■ **Task goal**: Repeat exactly the lines from the one containing "Give x and y for each instance of the large white" through the last line of the records below, both included, and nothing else.

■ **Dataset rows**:
»»

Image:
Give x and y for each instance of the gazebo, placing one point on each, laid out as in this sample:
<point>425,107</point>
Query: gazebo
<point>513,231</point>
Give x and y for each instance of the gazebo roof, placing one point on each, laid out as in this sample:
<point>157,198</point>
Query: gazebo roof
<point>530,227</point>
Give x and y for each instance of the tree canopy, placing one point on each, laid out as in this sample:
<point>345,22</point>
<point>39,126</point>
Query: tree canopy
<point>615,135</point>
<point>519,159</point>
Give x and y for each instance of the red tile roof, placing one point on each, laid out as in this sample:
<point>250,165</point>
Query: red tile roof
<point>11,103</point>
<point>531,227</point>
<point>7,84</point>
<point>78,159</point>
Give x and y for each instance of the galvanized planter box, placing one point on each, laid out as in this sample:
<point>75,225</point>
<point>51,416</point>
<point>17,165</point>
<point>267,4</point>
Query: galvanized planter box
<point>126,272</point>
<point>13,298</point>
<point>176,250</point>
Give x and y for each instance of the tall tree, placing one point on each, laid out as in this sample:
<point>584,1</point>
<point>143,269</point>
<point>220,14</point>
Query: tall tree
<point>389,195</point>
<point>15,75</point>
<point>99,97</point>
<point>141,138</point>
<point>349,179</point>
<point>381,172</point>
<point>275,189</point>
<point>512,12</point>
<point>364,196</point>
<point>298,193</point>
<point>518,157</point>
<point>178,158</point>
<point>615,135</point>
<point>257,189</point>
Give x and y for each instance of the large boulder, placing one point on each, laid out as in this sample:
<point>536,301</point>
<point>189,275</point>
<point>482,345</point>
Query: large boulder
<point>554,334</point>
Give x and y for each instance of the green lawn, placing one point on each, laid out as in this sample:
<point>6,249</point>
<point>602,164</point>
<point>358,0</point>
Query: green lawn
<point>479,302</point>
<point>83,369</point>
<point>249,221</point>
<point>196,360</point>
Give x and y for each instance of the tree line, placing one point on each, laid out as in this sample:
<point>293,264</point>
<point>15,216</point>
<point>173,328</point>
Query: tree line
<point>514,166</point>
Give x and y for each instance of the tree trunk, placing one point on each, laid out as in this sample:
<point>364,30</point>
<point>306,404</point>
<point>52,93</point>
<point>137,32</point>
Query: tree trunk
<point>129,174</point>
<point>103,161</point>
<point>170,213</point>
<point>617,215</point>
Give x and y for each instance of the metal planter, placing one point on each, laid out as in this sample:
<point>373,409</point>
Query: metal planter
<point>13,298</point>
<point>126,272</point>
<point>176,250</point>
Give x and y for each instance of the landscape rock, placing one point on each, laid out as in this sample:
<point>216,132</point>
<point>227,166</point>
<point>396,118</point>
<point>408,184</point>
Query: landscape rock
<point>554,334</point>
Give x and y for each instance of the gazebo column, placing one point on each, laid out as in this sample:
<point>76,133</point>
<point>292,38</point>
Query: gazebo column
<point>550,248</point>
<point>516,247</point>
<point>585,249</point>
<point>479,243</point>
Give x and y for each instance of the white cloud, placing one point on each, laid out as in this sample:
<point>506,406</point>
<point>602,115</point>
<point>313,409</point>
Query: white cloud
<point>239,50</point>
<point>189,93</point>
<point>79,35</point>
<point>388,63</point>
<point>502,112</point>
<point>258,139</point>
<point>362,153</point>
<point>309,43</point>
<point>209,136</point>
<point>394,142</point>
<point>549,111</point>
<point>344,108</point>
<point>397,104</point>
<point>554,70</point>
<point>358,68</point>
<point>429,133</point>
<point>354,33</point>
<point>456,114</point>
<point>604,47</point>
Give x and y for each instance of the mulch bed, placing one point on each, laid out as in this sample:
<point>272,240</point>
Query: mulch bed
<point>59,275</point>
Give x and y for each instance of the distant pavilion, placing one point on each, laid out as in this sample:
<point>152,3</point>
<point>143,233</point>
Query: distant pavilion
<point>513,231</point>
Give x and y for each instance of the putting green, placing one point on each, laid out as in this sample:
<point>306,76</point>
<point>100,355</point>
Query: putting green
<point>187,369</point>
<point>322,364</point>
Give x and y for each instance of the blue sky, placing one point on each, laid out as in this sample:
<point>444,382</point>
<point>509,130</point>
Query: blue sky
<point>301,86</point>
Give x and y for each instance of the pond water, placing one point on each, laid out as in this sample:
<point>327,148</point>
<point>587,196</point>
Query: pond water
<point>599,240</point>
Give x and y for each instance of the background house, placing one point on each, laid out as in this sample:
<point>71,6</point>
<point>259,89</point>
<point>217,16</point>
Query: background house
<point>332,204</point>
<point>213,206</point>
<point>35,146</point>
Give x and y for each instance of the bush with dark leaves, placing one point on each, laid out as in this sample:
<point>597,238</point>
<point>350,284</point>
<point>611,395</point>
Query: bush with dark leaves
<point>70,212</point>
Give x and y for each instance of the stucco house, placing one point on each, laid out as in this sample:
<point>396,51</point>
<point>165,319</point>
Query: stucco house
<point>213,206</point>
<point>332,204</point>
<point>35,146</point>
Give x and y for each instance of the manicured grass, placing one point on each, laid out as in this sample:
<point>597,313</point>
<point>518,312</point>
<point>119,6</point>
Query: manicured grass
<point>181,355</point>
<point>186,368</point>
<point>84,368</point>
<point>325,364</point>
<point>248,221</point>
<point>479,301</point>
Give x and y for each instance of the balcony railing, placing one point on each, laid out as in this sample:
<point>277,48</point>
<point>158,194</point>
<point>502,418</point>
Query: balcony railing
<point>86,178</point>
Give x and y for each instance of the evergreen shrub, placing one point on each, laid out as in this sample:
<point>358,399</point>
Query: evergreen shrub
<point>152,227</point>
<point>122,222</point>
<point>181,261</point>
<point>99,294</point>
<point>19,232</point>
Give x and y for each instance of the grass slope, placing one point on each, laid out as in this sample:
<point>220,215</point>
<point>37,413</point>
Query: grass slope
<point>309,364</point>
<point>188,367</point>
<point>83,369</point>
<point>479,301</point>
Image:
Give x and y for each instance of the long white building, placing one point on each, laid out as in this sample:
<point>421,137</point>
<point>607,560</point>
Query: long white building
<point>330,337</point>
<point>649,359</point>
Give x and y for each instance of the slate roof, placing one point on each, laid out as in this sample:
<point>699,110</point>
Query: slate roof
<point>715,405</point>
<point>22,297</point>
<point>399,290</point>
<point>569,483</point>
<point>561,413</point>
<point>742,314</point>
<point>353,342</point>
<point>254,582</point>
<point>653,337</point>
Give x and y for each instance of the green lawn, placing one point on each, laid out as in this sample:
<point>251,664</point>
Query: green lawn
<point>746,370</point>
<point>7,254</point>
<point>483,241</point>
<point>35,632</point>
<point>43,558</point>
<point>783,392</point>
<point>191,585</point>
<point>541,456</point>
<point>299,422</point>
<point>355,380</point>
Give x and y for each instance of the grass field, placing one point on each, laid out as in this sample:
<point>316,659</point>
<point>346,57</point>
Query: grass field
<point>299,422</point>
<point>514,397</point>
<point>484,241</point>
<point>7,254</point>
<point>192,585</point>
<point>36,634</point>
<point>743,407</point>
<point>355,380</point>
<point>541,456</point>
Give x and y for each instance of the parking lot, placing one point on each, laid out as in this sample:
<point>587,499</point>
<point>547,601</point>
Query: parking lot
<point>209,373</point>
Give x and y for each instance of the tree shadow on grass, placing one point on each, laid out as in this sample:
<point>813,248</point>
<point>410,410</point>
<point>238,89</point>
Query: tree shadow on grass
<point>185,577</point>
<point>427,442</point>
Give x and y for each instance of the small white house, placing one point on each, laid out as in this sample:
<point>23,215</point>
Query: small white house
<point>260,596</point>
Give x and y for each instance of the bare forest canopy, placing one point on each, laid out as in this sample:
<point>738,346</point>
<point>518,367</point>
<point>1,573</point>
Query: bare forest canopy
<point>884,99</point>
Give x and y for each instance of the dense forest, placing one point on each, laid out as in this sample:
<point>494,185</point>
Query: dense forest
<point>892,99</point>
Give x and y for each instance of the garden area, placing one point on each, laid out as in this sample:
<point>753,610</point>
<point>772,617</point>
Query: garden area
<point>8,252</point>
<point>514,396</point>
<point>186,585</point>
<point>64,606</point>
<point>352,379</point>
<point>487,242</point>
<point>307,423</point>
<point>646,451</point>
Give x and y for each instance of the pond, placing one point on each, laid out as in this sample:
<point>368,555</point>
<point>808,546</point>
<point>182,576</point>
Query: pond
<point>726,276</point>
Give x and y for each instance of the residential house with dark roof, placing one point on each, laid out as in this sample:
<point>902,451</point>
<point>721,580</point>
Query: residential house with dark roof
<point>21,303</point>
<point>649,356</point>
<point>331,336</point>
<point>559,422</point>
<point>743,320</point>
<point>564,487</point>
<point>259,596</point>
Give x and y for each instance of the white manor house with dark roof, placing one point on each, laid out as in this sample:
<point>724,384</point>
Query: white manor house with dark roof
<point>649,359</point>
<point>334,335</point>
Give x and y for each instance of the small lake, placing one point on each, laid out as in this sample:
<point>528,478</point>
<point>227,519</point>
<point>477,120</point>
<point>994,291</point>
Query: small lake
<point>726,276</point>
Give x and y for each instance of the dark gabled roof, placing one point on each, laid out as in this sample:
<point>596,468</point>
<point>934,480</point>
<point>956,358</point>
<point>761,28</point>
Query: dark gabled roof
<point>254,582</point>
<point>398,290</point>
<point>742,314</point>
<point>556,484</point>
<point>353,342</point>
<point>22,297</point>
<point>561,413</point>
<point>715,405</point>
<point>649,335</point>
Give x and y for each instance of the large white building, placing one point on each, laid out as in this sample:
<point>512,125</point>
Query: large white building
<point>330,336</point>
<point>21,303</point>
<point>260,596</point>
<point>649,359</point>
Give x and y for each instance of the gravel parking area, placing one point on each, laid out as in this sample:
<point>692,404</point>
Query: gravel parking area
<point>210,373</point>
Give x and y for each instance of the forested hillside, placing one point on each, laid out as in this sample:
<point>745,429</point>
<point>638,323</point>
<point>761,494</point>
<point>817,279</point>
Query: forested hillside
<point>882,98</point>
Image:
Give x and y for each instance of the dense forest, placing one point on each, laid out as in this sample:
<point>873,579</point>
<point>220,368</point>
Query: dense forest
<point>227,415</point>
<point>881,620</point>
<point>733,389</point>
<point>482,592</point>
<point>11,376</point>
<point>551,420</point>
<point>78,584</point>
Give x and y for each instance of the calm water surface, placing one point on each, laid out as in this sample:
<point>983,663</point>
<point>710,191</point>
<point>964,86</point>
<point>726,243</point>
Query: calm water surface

««

■ **Written response**:
Give x and y for each instance of the large white building, placing one point on each, laid out as in this sample:
<point>512,125</point>
Query: large white building
<point>330,336</point>
<point>21,303</point>
<point>260,596</point>
<point>649,359</point>
Give x and y for each instance of the gravel parking area, placing one point on each, laid out as in this sample:
<point>692,404</point>
Query: gravel parking area
<point>210,373</point>
Give x and y for each instance of the forested hillside, placing one point on each, laid out as in this sample:
<point>745,429</point>
<point>638,323</point>
<point>761,494</point>
<point>817,279</point>
Query: forested hillside
<point>882,98</point>
Image:
Give x and y for each instance of the dense forest, placing one point on each, laid out as in this sample:
<point>873,579</point>
<point>220,368</point>
Query: dense forest
<point>227,415</point>
<point>881,620</point>
<point>733,389</point>
<point>482,592</point>
<point>11,376</point>
<point>551,420</point>
<point>78,584</point>
Give x and y for each instance of the calm water surface, placing one point on each, laid out as in this sample:
<point>983,663</point>
<point>710,191</point>
<point>964,86</point>
<point>726,243</point>
Query: calm water surface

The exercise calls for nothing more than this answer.